_Task requirements:_ Reproduce verbatim everything in the listing below, from the line containing "Scan the provided UI screenshot for the black wristband" down to the line containing "[229,183,245,200]", with both of those lines included.

— Begin Material for this task —

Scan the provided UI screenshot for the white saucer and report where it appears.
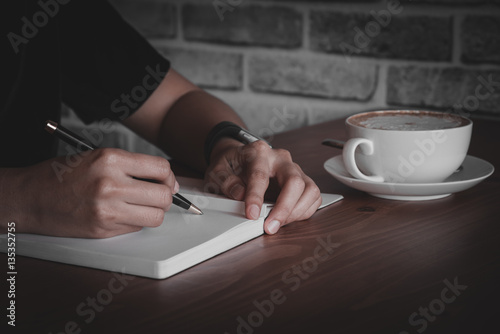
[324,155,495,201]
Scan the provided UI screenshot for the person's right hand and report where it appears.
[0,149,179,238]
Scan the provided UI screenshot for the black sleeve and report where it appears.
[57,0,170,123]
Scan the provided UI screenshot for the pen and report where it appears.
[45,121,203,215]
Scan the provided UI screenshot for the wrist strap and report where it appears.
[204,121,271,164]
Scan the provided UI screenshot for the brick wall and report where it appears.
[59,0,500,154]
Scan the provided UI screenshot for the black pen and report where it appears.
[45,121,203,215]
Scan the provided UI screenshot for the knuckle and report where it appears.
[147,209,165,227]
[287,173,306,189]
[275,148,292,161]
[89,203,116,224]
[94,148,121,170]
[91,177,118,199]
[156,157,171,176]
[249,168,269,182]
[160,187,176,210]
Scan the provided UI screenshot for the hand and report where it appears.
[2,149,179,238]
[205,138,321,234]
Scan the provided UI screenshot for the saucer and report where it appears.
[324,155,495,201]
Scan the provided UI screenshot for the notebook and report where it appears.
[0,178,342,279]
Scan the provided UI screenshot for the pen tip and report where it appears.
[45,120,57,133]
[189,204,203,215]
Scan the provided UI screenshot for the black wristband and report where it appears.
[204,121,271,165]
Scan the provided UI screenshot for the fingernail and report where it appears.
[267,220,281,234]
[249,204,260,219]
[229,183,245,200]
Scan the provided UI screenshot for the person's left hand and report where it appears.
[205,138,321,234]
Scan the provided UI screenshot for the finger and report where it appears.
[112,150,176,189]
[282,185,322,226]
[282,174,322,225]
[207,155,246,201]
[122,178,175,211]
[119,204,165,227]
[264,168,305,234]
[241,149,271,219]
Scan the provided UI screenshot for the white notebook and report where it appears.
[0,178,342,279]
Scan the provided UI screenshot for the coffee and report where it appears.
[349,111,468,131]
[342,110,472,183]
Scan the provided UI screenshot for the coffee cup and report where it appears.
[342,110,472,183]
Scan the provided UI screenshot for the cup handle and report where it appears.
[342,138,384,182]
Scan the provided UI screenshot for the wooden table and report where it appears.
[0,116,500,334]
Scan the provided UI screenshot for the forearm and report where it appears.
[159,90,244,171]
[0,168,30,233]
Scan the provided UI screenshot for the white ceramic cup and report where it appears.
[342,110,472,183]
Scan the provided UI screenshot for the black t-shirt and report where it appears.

— End Material for this task —
— Begin Material for this task —

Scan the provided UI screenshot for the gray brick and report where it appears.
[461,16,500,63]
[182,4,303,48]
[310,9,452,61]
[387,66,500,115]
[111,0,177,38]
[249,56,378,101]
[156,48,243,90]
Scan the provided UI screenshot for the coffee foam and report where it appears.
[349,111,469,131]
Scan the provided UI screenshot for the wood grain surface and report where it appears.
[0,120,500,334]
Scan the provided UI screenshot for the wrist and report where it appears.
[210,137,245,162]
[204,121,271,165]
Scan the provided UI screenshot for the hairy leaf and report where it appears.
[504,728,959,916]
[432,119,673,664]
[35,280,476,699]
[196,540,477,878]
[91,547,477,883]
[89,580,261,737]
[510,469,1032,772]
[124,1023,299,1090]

— End Material for this task —
— Begin Material for this task —

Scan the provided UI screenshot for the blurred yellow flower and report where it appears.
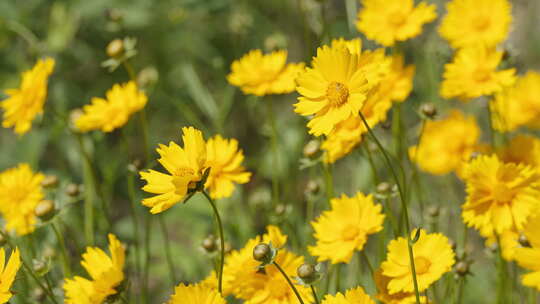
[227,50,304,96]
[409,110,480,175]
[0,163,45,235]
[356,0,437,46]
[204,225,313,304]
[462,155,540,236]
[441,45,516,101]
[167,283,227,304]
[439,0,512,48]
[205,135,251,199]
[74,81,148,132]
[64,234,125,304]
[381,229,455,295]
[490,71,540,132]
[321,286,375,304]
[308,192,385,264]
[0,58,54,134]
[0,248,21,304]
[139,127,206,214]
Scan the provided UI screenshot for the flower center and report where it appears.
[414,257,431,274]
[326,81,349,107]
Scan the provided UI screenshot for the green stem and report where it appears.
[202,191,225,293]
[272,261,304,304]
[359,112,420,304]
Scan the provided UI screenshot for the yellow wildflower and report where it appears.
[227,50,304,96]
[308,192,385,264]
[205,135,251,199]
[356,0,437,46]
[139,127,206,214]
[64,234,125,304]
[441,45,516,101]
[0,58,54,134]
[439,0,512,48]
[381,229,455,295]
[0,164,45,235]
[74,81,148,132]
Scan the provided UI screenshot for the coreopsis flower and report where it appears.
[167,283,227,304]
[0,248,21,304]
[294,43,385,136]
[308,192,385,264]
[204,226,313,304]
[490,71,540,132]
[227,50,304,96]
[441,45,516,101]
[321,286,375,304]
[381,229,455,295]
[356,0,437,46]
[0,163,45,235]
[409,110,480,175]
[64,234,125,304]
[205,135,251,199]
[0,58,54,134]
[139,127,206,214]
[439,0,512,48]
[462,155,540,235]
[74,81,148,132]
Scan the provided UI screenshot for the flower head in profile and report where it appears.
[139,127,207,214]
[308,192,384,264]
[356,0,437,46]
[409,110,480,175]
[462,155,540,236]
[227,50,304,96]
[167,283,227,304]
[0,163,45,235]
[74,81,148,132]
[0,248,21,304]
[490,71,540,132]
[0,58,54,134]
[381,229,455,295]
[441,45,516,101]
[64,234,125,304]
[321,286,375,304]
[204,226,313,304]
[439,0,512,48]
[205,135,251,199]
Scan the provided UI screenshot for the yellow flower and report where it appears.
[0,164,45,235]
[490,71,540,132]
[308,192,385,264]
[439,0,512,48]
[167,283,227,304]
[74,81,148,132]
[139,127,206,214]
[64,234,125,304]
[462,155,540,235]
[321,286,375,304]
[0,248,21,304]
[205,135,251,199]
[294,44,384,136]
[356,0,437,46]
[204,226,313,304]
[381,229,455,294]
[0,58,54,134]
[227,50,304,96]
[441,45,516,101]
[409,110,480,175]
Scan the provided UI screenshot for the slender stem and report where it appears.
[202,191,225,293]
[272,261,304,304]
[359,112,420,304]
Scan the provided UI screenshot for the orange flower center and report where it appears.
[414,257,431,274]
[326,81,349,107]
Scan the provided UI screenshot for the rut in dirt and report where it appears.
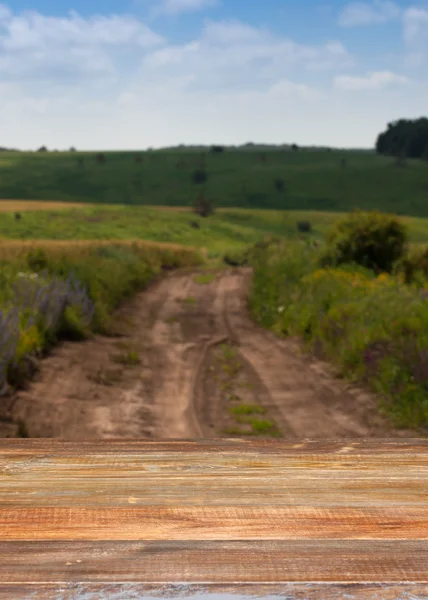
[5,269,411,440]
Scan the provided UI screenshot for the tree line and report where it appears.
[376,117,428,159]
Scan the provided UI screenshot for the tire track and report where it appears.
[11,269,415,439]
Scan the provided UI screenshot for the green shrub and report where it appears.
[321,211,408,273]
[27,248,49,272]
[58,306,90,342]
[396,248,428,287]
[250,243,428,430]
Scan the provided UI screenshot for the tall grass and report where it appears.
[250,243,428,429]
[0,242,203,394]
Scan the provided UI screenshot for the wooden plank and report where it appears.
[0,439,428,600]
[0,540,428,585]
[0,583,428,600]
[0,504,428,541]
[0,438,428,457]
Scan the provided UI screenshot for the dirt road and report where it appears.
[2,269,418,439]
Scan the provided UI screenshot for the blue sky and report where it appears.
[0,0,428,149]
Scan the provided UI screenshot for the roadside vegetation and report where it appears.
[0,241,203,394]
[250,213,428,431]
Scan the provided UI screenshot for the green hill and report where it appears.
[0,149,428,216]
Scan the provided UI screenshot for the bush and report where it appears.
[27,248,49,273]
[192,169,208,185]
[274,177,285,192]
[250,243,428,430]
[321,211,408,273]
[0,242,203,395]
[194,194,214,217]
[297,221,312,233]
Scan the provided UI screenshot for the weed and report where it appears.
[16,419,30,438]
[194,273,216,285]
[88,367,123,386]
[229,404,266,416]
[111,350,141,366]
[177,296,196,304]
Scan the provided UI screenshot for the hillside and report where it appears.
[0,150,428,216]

— End Material for this task —

_Final result:_
Scan the provided UI screenshot for the black wristband and report where it appears.
[204,121,271,165]
Scan the provided UI screenshot for the fingernail and report where it appears.
[267,220,281,234]
[249,204,260,219]
[229,183,245,200]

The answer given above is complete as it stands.